Your objective
Count the lines in the rows below that contain the word "distant" and give only that number.

Entries from a point annotation set
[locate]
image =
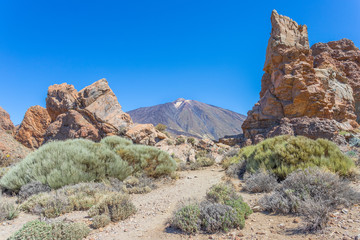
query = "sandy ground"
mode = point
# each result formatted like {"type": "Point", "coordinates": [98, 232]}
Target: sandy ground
{"type": "Point", "coordinates": [156, 207]}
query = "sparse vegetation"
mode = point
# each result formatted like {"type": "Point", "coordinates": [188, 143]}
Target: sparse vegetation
{"type": "Point", "coordinates": [116, 206]}
{"type": "Point", "coordinates": [187, 218]}
{"type": "Point", "coordinates": [284, 154]}
{"type": "Point", "coordinates": [67, 199]}
{"type": "Point", "coordinates": [8, 210]}
{"type": "Point", "coordinates": [149, 160]}
{"type": "Point", "coordinates": [62, 163]}
{"type": "Point", "coordinates": [179, 140]}
{"type": "Point", "coordinates": [100, 221]}
{"type": "Point", "coordinates": [40, 230]}
{"type": "Point", "coordinates": [161, 127]}
{"type": "Point", "coordinates": [222, 210]}
{"type": "Point", "coordinates": [260, 181]}
{"type": "Point", "coordinates": [311, 193]}
{"type": "Point", "coordinates": [32, 188]}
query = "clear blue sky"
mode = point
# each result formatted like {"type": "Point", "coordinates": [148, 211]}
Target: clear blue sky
{"type": "Point", "coordinates": [152, 52]}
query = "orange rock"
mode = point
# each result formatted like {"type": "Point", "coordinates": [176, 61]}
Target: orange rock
{"type": "Point", "coordinates": [33, 127]}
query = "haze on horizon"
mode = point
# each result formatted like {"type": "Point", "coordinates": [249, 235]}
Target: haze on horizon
{"type": "Point", "coordinates": [152, 52]}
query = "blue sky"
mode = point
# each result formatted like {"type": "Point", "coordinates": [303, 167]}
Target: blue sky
{"type": "Point", "coordinates": [152, 52]}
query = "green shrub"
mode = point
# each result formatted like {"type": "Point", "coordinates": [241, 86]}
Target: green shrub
{"type": "Point", "coordinates": [78, 197]}
{"type": "Point", "coordinates": [312, 193]}
{"type": "Point", "coordinates": [179, 140]}
{"type": "Point", "coordinates": [68, 162]}
{"type": "Point", "coordinates": [223, 210]}
{"type": "Point", "coordinates": [100, 221]}
{"type": "Point", "coordinates": [116, 205]}
{"type": "Point", "coordinates": [149, 160]}
{"type": "Point", "coordinates": [115, 142]}
{"type": "Point", "coordinates": [284, 154]}
{"type": "Point", "coordinates": [38, 230]}
{"type": "Point", "coordinates": [8, 211]}
{"type": "Point", "coordinates": [216, 217]}
{"type": "Point", "coordinates": [187, 219]}
{"type": "Point", "coordinates": [260, 181]}
{"type": "Point", "coordinates": [221, 193]}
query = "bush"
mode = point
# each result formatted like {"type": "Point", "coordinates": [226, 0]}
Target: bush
{"type": "Point", "coordinates": [161, 127]}
{"type": "Point", "coordinates": [260, 182]}
{"type": "Point", "coordinates": [216, 217]}
{"type": "Point", "coordinates": [221, 193]}
{"type": "Point", "coordinates": [67, 199]}
{"type": "Point", "coordinates": [39, 230]}
{"type": "Point", "coordinates": [187, 219]}
{"type": "Point", "coordinates": [115, 142]}
{"type": "Point", "coordinates": [139, 185]}
{"type": "Point", "coordinates": [115, 205]}
{"type": "Point", "coordinates": [311, 193]}
{"type": "Point", "coordinates": [31, 189]}
{"type": "Point", "coordinates": [222, 210]}
{"type": "Point", "coordinates": [8, 211]}
{"type": "Point", "coordinates": [149, 160]}
{"type": "Point", "coordinates": [67, 162]}
{"type": "Point", "coordinates": [100, 221]}
{"type": "Point", "coordinates": [284, 154]}
{"type": "Point", "coordinates": [179, 140]}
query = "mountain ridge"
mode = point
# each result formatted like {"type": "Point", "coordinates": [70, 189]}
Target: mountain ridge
{"type": "Point", "coordinates": [191, 118]}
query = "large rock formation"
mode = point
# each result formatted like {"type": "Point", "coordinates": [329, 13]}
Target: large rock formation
{"type": "Point", "coordinates": [11, 151]}
{"type": "Point", "coordinates": [343, 57]}
{"type": "Point", "coordinates": [5, 122]}
{"type": "Point", "coordinates": [92, 113]}
{"type": "Point", "coordinates": [293, 88]}
{"type": "Point", "coordinates": [33, 127]}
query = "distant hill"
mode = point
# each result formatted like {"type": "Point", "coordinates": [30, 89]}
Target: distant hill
{"type": "Point", "coordinates": [191, 118]}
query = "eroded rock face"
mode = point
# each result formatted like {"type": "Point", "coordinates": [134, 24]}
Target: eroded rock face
{"type": "Point", "coordinates": [144, 134]}
{"type": "Point", "coordinates": [343, 57]}
{"type": "Point", "coordinates": [5, 122]}
{"type": "Point", "coordinates": [92, 113]}
{"type": "Point", "coordinates": [60, 99]}
{"type": "Point", "coordinates": [293, 88]}
{"type": "Point", "coordinates": [71, 125]}
{"type": "Point", "coordinates": [11, 151]}
{"type": "Point", "coordinates": [33, 127]}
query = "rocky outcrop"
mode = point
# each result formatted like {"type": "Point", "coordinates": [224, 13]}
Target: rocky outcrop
{"type": "Point", "coordinates": [72, 125]}
{"type": "Point", "coordinates": [144, 134]}
{"type": "Point", "coordinates": [5, 122]}
{"type": "Point", "coordinates": [92, 113]}
{"type": "Point", "coordinates": [33, 127]}
{"type": "Point", "coordinates": [292, 88]}
{"type": "Point", "coordinates": [344, 58]}
{"type": "Point", "coordinates": [11, 151]}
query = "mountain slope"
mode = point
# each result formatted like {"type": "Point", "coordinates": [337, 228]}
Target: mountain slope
{"type": "Point", "coordinates": [192, 118]}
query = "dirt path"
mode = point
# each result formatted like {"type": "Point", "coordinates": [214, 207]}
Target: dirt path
{"type": "Point", "coordinates": [156, 207]}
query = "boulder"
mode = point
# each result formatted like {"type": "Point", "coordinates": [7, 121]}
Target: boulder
{"type": "Point", "coordinates": [5, 122]}
{"type": "Point", "coordinates": [71, 125]}
{"type": "Point", "coordinates": [292, 88]}
{"type": "Point", "coordinates": [33, 127]}
{"type": "Point", "coordinates": [60, 99]}
{"type": "Point", "coordinates": [11, 151]}
{"type": "Point", "coordinates": [92, 113]}
{"type": "Point", "coordinates": [144, 134]}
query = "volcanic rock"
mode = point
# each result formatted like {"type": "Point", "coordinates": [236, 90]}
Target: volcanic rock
{"type": "Point", "coordinates": [11, 151]}
{"type": "Point", "coordinates": [144, 134]}
{"type": "Point", "coordinates": [5, 121]}
{"type": "Point", "coordinates": [293, 88]}
{"type": "Point", "coordinates": [33, 127]}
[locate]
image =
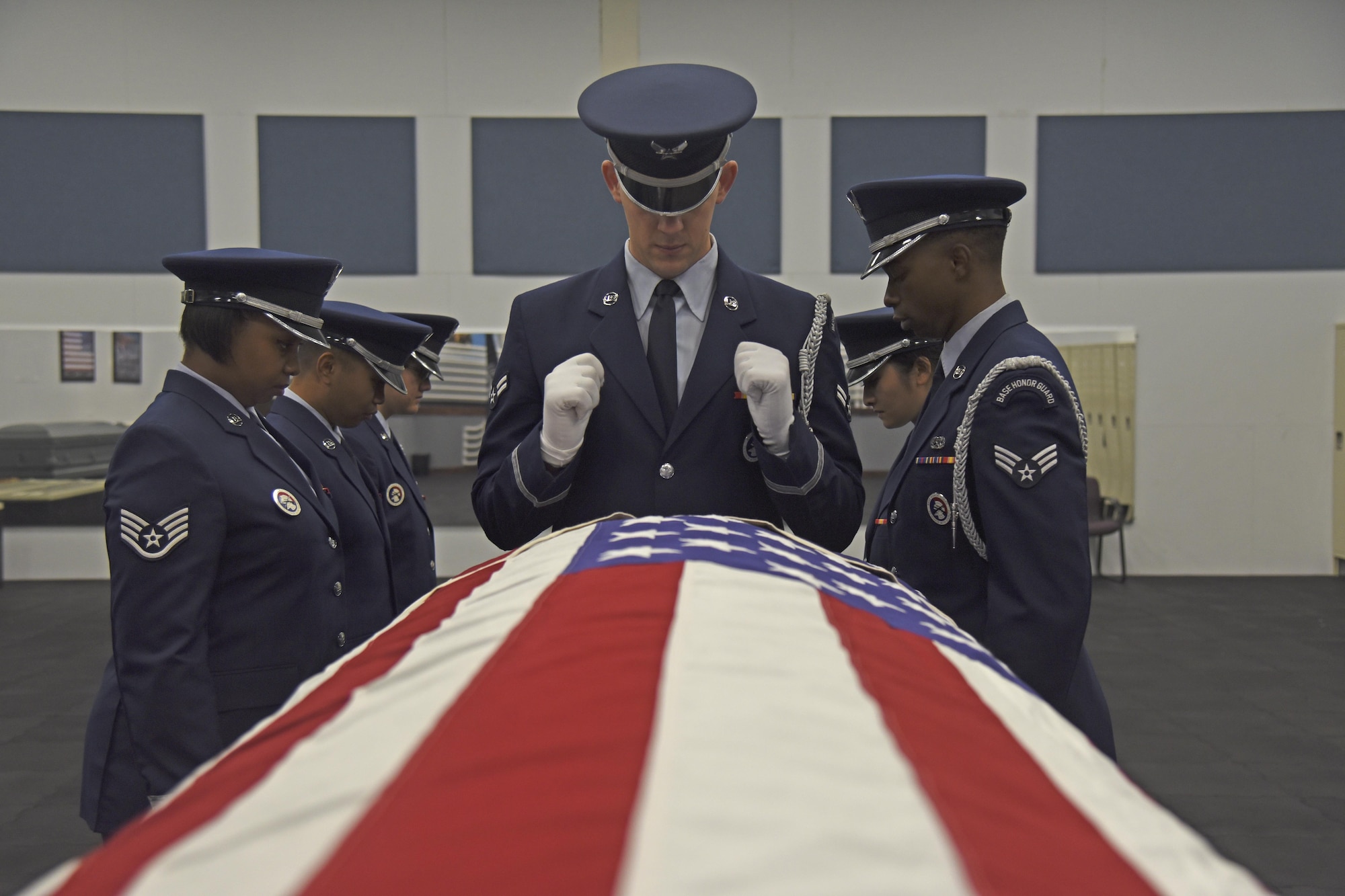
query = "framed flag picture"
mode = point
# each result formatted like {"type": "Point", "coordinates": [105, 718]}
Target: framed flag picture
{"type": "Point", "coordinates": [77, 360]}
{"type": "Point", "coordinates": [126, 357]}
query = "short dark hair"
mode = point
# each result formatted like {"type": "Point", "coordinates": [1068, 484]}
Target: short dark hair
{"type": "Point", "coordinates": [988, 243]}
{"type": "Point", "coordinates": [213, 329]}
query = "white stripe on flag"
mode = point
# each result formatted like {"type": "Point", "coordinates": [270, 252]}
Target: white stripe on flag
{"type": "Point", "coordinates": [276, 836]}
{"type": "Point", "coordinates": [770, 768]}
{"type": "Point", "coordinates": [1171, 856]}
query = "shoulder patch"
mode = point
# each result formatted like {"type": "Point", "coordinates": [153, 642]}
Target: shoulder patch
{"type": "Point", "coordinates": [1019, 384]}
{"type": "Point", "coordinates": [154, 541]}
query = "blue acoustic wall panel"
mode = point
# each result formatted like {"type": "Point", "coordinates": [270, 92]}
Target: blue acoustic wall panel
{"type": "Point", "coordinates": [540, 205]}
{"type": "Point", "coordinates": [894, 147]}
{"type": "Point", "coordinates": [342, 188]}
{"type": "Point", "coordinates": [1231, 192]}
{"type": "Point", "coordinates": [98, 193]}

Worked solution
2